> [DIRECTIONS]:
Reproduce verbatim the rows from the line with "Tag the dry grass tuft visible above." through the line with "95;31;132;97", including both of those lines.
-----
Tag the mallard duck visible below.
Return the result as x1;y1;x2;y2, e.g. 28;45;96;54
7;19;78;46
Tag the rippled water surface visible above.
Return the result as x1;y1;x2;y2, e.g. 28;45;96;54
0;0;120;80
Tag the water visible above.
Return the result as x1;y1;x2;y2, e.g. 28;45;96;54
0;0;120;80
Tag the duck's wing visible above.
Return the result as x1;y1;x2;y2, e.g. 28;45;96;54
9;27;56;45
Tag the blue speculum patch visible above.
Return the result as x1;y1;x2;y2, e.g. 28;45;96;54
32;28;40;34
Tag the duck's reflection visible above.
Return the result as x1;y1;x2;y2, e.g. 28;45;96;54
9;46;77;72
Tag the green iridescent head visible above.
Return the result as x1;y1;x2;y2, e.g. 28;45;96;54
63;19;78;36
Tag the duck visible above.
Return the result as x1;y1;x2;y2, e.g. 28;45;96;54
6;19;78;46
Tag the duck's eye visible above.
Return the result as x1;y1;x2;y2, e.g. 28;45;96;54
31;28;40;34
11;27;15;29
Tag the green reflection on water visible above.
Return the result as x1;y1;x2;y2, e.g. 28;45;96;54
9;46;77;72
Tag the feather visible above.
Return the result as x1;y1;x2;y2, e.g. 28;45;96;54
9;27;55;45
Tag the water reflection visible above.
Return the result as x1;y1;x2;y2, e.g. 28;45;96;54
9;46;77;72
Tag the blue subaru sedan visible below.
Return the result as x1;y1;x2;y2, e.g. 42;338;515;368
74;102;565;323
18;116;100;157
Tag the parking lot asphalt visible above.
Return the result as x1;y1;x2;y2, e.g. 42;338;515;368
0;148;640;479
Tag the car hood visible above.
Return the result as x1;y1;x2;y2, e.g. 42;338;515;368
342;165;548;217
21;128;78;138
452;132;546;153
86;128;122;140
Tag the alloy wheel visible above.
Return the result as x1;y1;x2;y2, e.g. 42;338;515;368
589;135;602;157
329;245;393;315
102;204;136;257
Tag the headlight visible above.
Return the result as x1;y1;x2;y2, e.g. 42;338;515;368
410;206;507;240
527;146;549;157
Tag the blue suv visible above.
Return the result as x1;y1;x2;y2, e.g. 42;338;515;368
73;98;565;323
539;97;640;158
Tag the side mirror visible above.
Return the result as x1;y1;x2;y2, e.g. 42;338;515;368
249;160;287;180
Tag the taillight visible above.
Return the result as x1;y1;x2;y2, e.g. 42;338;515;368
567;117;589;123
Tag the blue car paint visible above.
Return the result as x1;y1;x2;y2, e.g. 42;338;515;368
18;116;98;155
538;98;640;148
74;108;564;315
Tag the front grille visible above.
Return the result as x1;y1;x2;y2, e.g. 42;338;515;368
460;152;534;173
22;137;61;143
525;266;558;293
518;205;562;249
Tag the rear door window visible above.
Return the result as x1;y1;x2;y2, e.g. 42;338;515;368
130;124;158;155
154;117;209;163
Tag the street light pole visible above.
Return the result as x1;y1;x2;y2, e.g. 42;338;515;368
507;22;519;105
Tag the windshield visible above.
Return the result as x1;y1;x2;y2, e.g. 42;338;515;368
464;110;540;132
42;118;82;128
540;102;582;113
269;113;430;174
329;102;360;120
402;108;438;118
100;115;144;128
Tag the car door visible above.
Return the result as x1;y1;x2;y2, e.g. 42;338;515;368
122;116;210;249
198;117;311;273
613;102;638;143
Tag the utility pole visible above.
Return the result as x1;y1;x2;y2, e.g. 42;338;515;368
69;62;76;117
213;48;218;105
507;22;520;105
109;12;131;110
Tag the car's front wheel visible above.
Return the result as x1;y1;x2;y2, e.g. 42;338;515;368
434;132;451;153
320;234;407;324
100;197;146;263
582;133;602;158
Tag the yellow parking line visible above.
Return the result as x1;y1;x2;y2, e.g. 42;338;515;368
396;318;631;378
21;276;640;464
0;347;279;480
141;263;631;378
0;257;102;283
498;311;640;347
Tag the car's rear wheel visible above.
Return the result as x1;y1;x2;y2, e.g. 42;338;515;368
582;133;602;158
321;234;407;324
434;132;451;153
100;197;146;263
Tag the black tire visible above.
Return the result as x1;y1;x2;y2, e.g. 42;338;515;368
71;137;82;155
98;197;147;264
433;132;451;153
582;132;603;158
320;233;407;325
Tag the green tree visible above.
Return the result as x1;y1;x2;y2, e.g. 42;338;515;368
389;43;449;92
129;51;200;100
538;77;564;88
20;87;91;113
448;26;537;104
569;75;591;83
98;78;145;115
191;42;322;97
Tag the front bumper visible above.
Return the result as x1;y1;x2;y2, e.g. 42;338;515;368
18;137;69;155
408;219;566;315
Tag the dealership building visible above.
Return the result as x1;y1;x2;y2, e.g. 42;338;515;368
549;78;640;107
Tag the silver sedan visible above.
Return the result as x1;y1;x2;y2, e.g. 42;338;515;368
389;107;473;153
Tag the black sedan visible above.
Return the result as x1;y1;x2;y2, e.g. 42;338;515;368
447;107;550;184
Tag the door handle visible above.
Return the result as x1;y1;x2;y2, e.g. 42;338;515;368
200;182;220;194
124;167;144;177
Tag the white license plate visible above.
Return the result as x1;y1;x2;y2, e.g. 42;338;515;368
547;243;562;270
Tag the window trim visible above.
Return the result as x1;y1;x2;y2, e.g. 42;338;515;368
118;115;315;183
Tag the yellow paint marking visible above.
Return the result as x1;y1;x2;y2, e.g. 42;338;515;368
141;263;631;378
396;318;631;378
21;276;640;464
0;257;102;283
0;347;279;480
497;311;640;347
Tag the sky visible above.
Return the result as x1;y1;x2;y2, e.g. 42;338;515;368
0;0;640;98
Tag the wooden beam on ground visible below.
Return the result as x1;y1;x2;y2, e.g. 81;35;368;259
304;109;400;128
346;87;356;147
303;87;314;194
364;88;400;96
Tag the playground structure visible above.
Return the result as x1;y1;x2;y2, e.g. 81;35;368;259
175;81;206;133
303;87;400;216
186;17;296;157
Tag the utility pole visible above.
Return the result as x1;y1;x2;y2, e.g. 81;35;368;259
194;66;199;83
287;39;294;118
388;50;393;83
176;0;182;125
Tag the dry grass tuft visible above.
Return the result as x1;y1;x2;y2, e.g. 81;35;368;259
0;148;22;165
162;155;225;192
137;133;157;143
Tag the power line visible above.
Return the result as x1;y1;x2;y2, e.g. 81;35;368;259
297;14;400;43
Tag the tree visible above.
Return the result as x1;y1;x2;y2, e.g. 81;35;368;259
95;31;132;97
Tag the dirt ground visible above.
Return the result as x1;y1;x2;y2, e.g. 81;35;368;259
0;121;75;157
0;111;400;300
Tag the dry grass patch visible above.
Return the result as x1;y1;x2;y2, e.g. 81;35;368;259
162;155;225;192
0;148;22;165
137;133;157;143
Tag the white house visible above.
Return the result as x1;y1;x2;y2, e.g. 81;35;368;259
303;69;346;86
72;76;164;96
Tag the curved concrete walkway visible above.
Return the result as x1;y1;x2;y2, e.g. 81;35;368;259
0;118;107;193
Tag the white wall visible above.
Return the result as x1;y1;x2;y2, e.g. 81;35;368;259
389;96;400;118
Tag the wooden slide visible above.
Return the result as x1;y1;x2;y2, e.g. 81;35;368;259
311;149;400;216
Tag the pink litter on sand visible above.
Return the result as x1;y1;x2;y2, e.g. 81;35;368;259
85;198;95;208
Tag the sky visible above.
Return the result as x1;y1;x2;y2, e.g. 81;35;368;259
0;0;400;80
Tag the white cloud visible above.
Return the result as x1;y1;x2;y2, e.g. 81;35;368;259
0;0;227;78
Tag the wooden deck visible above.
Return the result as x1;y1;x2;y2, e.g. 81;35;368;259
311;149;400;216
-----
> [RESPONSE]:
Tag the dry grass tuft visible above.
Return the result as x1;y1;x2;y2, e.g. 81;35;368;259
0;148;22;165
162;155;225;192
137;133;157;143
Tag the power line visible above.
Return the result as x1;y1;x2;y2, e.g. 81;35;368;259
297;14;400;43
Tag the tree visible above.
Return the result as x1;y1;x2;y2, e.g. 81;35;368;259
95;31;132;97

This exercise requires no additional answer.